WRITTEN EXERCISE
In the rows from the first line through the line that contains "[[59, 7], [99, 18], [158, 18], [103, 22]]", swap "white cloud" for "gray cloud" and write those lines out again with nothing else altered.

MATERIAL SHOWN
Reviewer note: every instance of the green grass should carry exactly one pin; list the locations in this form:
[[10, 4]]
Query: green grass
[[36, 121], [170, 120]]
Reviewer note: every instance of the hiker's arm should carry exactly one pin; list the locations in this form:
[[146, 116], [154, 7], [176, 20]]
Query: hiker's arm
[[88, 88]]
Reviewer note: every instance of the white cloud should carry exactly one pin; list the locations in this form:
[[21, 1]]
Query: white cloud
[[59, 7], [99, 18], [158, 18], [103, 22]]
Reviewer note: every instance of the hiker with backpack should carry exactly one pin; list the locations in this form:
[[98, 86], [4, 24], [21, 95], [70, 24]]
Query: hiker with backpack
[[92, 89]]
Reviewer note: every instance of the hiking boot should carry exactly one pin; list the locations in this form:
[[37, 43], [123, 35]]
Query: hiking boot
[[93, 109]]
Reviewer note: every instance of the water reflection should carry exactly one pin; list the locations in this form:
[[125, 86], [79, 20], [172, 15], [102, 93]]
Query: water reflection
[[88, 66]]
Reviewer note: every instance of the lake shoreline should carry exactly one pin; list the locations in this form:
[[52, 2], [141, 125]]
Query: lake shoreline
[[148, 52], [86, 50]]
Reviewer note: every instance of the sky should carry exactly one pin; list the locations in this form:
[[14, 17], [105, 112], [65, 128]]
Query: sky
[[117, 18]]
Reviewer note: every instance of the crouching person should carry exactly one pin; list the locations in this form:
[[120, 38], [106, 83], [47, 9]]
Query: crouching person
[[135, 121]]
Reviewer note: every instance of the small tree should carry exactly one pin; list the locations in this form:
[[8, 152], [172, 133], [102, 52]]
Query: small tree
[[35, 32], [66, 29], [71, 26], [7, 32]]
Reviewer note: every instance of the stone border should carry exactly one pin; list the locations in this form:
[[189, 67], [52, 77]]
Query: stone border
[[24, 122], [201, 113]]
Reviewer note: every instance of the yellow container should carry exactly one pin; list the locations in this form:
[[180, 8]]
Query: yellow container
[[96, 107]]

SOLUTION
Reviewer note: every instance of the green grass should carry exactly one pin; list the locations in this form:
[[10, 4]]
Query: green grass
[[36, 121], [170, 120]]
Reviewer note: every instance of the hiker's arm should carry exactly one pin; list the locations in this form:
[[146, 116], [154, 7], [176, 20]]
Query: hiker's arm
[[88, 88]]
Reviewer note: every instance of the gray cloud should carry exactly one pin; list the locations in this form:
[[21, 1]]
Query: gray cloud
[[59, 7], [99, 18], [158, 18], [103, 22]]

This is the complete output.